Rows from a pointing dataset
— START —

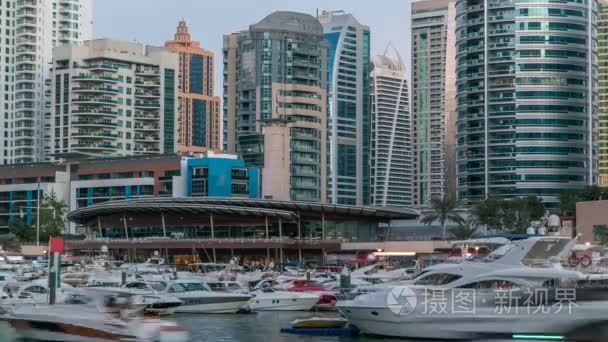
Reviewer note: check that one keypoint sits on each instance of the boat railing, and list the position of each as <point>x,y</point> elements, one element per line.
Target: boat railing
<point>283,240</point>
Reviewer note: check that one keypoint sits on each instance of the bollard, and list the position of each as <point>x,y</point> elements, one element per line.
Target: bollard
<point>52,287</point>
<point>344,279</point>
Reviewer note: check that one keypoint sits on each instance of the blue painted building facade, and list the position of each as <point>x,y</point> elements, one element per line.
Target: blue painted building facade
<point>220,176</point>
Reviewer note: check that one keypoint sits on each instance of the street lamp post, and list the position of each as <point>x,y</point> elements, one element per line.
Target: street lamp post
<point>22,215</point>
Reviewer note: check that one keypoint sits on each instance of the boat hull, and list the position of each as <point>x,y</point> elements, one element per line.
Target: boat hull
<point>48,331</point>
<point>485,323</point>
<point>295,304</point>
<point>211,307</point>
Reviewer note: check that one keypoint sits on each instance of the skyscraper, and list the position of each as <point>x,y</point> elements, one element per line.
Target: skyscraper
<point>275,104</point>
<point>602,55</point>
<point>113,98</point>
<point>391,151</point>
<point>527,92</point>
<point>349,112</point>
<point>433,103</point>
<point>198,120</point>
<point>30,30</point>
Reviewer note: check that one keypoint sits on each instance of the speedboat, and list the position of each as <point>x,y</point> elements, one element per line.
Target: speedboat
<point>327,299</point>
<point>35,292</point>
<point>196,297</point>
<point>503,298</point>
<point>153,302</point>
<point>319,322</point>
<point>269,299</point>
<point>88,323</point>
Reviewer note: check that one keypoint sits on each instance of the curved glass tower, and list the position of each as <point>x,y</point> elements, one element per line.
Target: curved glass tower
<point>526,91</point>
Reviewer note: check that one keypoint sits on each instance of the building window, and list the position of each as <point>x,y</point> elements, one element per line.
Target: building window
<point>600,232</point>
<point>240,189</point>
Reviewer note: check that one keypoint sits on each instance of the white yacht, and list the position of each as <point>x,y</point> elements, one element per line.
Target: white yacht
<point>269,299</point>
<point>34,292</point>
<point>88,324</point>
<point>196,297</point>
<point>162,304</point>
<point>502,294</point>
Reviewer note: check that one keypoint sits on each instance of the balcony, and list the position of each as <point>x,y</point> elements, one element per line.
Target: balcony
<point>94,135</point>
<point>146,149</point>
<point>94,146</point>
<point>101,66</point>
<point>95,90</point>
<point>146,72</point>
<point>95,78</point>
<point>147,94</point>
<point>141,83</point>
<point>92,111</point>
<point>147,117</point>
<point>145,128</point>
<point>146,138</point>
<point>96,101</point>
<point>154,105</point>
<point>26,22</point>
<point>105,123</point>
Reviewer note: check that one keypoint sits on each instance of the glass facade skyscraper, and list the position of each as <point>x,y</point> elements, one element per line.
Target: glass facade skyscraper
<point>433,100</point>
<point>526,97</point>
<point>30,30</point>
<point>275,104</point>
<point>602,55</point>
<point>198,120</point>
<point>391,151</point>
<point>349,111</point>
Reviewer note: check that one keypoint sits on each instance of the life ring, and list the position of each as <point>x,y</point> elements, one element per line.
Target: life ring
<point>573,260</point>
<point>585,261</point>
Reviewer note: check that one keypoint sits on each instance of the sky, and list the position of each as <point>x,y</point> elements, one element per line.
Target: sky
<point>154,21</point>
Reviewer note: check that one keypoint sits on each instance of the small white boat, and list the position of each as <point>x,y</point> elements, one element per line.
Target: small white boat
<point>196,297</point>
<point>319,322</point>
<point>271,300</point>
<point>108,320</point>
<point>153,302</point>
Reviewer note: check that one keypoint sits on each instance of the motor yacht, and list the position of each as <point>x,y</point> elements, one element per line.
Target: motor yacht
<point>513,273</point>
<point>196,297</point>
<point>90,323</point>
<point>34,292</point>
<point>155,302</point>
<point>269,299</point>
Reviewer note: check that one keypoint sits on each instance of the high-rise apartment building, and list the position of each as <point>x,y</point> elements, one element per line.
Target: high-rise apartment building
<point>275,104</point>
<point>602,55</point>
<point>391,150</point>
<point>527,97</point>
<point>433,99</point>
<point>349,111</point>
<point>113,98</point>
<point>30,30</point>
<point>198,120</point>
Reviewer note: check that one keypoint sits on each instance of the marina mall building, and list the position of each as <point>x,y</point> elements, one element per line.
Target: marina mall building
<point>211,203</point>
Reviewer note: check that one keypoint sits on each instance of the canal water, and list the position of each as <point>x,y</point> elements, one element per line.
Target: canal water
<point>262,326</point>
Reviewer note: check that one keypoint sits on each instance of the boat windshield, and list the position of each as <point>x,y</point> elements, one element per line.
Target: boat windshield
<point>187,287</point>
<point>497,253</point>
<point>234,286</point>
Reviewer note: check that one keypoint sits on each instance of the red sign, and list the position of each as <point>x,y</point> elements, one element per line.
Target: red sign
<point>56,245</point>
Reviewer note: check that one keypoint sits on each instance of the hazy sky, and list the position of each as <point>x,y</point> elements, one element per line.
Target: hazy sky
<point>154,21</point>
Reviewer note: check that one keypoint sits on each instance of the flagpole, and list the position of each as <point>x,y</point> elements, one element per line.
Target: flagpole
<point>38,215</point>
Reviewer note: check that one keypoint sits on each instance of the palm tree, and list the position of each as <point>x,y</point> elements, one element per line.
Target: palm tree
<point>465,231</point>
<point>444,211</point>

— END —

• **What you have to do**:
Rewrite every line in the stretch from the line containing "of the small" through the line containing "<point>211,203</point>", both included. Add 148 to each coordinate in the answer points, and leave all other text unchanged.

• **Correct output**:
Reviewer note: check that one keypoint sits on each instance of the small white boat, and list the position of each as <point>x,y</point> elements, one element per line.
Target: small white boat
<point>344,445</point>
<point>467,470</point>
<point>419,448</point>
<point>256,468</point>
<point>301,450</point>
Reviewer note: check that one keypoint sits on each instance of the motor yacht, and list the position of each as <point>x,y</point> elements, one element per line.
Target: motor yacht
<point>661,421</point>
<point>344,445</point>
<point>238,471</point>
<point>182,440</point>
<point>303,450</point>
<point>417,447</point>
Reviewer note: check that one keypoint sits on each instance of the high-rise apartment building, and list the position of each as <point>x,y</point> elements, one element per line.
Target: high-rise apartment building
<point>423,252</point>
<point>750,203</point>
<point>539,298</point>
<point>675,245</point>
<point>581,247</point>
<point>497,259</point>
<point>261,246</point>
<point>178,178</point>
<point>346,268</point>
Reviewer note: check that one keypoint sits on each instance of the marina mall building, and list the position of each as <point>x,y</point> elements, one element per line.
Target: marina mall building
<point>359,351</point>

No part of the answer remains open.